Extrae de los datos el tramo que va desde la línea que contiene "the green vegetation" hasta la línea que contiene "point(237, 359)", ambas incluidas, y reprodúcelo sin cambiar nada.

** Datos de entrada **
'''

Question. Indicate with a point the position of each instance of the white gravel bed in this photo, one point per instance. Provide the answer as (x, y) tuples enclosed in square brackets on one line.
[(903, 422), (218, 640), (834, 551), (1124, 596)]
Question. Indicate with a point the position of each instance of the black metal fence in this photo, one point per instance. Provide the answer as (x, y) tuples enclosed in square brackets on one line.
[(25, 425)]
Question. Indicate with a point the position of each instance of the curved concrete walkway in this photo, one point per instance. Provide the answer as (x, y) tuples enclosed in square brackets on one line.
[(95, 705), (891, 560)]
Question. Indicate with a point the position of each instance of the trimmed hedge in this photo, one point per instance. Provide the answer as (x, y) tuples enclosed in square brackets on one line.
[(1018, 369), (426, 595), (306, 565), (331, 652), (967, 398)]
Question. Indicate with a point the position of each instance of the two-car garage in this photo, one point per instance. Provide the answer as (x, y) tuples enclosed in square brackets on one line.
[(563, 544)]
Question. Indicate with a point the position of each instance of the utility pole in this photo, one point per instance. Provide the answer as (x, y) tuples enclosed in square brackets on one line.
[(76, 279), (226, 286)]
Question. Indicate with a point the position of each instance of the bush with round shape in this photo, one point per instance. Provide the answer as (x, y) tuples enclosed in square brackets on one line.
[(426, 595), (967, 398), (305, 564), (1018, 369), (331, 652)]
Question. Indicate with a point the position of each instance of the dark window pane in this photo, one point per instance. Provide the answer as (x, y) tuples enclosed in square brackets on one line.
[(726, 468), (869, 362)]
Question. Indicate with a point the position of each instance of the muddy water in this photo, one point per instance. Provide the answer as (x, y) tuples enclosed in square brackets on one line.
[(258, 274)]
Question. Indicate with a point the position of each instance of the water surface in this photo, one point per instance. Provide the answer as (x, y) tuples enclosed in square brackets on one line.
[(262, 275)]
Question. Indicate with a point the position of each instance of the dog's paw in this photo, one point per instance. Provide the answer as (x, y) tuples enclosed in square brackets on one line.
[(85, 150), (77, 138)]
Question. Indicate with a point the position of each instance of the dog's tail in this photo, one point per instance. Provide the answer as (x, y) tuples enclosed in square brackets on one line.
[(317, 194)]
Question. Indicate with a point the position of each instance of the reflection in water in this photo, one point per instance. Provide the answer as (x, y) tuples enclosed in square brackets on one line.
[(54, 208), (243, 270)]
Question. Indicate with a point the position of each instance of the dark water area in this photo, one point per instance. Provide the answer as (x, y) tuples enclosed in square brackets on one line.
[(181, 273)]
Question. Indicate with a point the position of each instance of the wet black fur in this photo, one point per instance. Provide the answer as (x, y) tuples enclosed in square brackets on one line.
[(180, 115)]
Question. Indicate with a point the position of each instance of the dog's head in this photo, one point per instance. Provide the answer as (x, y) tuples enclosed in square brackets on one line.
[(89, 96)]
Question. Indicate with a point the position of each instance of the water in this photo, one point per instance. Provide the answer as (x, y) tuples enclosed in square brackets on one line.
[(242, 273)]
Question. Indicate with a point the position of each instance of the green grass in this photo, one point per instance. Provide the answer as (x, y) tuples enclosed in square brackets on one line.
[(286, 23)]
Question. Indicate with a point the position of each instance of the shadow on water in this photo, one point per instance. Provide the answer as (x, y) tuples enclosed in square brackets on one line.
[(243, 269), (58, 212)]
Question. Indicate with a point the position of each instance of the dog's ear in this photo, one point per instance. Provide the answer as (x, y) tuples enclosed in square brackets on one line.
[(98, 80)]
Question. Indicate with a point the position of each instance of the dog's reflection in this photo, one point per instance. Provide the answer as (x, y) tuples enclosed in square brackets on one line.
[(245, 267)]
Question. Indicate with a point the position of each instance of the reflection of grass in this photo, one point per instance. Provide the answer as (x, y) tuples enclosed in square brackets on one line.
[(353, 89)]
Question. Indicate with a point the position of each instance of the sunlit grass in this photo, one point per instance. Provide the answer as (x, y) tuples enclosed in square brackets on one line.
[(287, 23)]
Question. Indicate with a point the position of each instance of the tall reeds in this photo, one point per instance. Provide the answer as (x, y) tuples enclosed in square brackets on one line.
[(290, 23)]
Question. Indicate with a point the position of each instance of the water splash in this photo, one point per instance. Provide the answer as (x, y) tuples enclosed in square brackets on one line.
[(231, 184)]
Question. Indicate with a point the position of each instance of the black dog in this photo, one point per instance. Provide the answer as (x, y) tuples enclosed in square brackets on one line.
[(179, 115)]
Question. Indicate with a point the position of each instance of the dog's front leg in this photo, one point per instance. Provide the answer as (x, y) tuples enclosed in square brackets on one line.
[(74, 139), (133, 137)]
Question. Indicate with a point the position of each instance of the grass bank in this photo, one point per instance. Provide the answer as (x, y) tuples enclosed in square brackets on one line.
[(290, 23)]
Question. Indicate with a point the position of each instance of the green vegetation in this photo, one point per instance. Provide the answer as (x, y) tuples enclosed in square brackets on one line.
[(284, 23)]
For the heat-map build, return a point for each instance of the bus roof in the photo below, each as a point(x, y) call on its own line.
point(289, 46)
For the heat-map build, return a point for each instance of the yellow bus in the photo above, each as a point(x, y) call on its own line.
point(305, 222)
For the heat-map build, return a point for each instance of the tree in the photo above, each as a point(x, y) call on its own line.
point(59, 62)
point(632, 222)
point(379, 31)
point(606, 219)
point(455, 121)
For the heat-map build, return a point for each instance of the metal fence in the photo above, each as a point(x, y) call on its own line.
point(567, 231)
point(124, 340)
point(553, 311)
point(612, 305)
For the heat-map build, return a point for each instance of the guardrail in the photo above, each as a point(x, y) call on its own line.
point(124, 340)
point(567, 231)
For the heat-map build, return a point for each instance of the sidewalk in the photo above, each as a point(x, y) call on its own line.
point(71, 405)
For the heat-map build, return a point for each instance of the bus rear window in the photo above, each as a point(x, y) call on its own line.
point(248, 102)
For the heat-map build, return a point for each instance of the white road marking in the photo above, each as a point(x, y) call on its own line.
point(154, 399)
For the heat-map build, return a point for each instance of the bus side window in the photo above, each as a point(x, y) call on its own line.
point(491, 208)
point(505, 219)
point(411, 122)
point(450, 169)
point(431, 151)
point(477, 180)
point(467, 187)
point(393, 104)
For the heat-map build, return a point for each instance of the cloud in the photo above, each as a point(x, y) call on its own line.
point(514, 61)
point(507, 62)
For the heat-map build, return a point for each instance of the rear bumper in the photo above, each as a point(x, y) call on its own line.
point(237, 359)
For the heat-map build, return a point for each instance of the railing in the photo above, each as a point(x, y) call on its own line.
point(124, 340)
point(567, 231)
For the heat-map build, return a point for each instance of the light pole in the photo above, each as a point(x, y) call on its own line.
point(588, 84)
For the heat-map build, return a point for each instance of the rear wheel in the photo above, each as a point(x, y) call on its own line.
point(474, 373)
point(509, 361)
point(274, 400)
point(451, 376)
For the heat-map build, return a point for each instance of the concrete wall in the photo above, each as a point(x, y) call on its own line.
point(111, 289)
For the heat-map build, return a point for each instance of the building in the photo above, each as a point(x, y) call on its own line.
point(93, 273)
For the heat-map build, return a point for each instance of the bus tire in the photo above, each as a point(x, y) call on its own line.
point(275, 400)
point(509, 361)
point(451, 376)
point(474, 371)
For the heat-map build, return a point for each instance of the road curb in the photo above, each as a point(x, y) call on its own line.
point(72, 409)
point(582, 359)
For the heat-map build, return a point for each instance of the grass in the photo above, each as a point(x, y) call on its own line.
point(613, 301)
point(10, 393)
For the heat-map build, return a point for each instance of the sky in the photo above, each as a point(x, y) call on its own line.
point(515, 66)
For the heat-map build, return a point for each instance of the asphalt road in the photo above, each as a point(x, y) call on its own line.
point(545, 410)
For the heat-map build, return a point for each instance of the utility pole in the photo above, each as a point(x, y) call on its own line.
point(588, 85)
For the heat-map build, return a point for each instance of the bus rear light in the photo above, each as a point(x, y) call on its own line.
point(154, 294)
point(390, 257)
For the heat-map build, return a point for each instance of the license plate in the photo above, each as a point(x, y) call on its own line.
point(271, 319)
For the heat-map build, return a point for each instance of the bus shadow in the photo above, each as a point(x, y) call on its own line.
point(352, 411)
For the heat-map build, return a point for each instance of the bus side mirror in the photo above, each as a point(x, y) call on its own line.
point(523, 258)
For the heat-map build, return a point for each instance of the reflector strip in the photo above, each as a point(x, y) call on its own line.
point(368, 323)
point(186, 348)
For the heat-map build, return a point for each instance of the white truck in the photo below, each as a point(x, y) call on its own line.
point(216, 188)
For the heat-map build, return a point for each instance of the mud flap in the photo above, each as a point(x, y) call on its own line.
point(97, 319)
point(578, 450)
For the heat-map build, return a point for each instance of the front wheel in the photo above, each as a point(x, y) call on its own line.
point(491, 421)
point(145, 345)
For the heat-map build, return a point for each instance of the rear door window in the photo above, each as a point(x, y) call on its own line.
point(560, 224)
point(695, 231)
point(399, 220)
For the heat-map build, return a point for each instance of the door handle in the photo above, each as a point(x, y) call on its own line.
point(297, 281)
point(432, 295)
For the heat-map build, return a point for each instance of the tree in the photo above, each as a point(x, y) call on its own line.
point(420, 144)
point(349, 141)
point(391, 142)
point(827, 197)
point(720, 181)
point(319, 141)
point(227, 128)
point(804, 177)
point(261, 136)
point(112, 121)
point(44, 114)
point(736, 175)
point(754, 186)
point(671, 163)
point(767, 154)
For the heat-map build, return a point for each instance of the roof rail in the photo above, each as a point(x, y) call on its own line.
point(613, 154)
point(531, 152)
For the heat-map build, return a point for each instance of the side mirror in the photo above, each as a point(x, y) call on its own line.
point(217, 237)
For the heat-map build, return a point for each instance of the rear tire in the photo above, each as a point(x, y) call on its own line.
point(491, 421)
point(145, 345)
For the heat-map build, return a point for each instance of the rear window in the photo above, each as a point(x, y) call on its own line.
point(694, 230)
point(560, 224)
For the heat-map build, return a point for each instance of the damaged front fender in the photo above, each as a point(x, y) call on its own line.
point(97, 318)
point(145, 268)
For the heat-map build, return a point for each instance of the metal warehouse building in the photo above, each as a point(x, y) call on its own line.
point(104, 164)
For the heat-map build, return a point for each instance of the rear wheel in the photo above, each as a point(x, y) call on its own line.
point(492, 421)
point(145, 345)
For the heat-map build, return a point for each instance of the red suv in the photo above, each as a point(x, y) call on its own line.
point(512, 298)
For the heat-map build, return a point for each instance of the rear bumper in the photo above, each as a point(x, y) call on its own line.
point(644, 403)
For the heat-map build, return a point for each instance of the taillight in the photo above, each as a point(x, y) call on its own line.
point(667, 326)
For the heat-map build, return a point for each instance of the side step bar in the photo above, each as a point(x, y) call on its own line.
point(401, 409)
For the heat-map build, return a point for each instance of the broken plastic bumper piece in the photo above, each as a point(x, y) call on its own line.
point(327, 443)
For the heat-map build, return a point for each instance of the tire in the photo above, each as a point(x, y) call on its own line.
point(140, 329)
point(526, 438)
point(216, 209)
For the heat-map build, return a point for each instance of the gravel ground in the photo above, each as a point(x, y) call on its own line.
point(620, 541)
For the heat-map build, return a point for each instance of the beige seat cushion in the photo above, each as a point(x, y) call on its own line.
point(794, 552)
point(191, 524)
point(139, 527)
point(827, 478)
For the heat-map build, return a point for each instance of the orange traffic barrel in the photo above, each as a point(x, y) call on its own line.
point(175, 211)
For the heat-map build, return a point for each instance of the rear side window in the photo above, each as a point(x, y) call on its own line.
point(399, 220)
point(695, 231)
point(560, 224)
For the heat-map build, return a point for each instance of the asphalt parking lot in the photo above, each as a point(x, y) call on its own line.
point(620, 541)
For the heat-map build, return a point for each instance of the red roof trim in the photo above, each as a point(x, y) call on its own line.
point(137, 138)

'''

** Tarea resuelta **
Question. Indicate with a point the position of each instance of the green vegetation in this photo, one point per instance. Provide the answer as (x, y) tuples enclosed in square brackets on one line.
[(284, 23)]
For the heat-map build, return a point for each instance of the bus roof in the photo below, each as a point(x, y) call on its own line.
point(289, 46)
For the heat-map build, return a point for each instance of the yellow bus in the photo above, each as a point(x, y) call on its own line.
point(305, 222)
For the heat-map build, return a point for each instance of the tree in the photo above, each as a point(x, y) call on its own line.
point(59, 62)
point(632, 222)
point(379, 31)
point(606, 219)
point(455, 121)
For the heat-map build, return a point for each instance of the metal fence in the photo above, each as a point(x, y) call on its own line.
point(567, 231)
point(124, 340)
point(553, 311)
point(612, 305)
For the heat-map build, return a point for each instance of the guardrail in the photo above, each as a point(x, y) call on its own line.
point(124, 340)
point(567, 231)
For the heat-map build, return a point for each instance of the sidewalk in the photo above, each as a point(x, y) call on its own line.
point(71, 405)
For the heat-map build, return a point for each instance of the bus rear window in the photo above, each as a point(x, y) call on its own line.
point(248, 102)
For the heat-map build, return a point for each instance of the white road marking in the photo above, each as a point(x, y) call on its own line.
point(154, 399)
For the heat-map build, return a point for each instance of the bus side window in the photo above, each as a point(x, y) call on its own line.
point(491, 208)
point(505, 219)
point(411, 122)
point(450, 169)
point(431, 151)
point(477, 180)
point(467, 187)
point(393, 104)
For the heat-map build, return a point for each instance of the cloud in the photo above, each as a point(x, y) call on its own line.
point(514, 61)
point(507, 62)
For the heat-map build, return a point for each instance of the rear bumper in the photo above, each as a point(x, y) call on its own line.
point(237, 359)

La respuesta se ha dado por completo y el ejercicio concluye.